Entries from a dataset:
--- Start ---

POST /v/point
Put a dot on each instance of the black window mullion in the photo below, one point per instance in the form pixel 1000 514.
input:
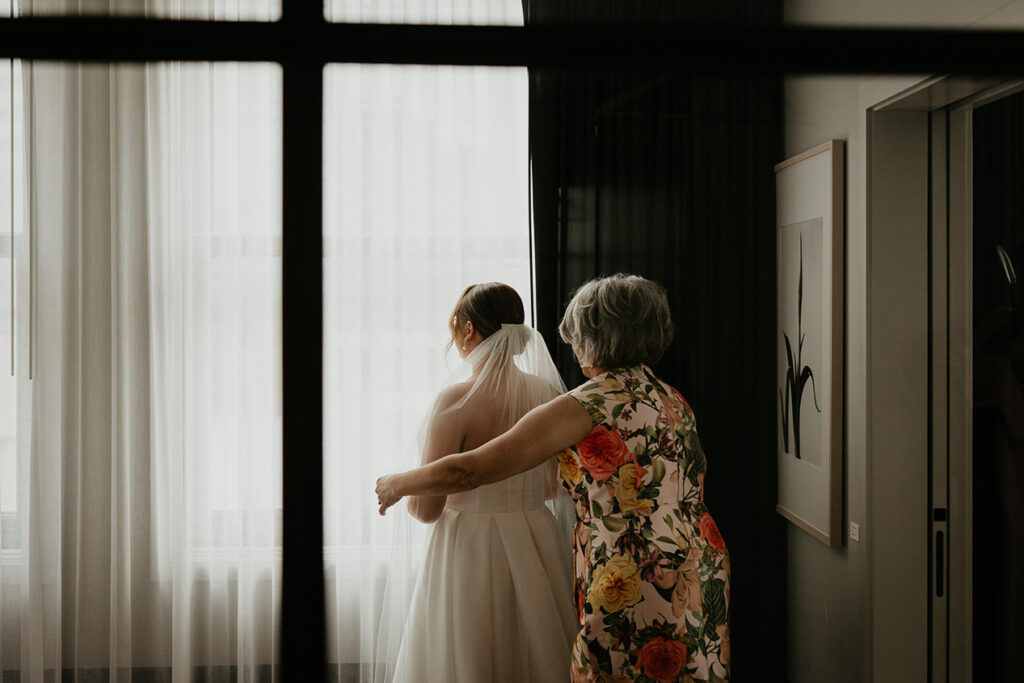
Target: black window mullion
pixel 303 609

--- End ---

• [REQUIRED WORK]: Reproduce the rows above with every occurrence of "mullion" switched to "frame", keeping everything else unchanged. Leave the pictures out of your answer.

• [EXERCISE OUTPUT]:
POST /v/point
Put a dot on each instance of the black window frame in the photo below, one point per instance in the form pixel 1000 514.
input:
Target: black window frame
pixel 303 609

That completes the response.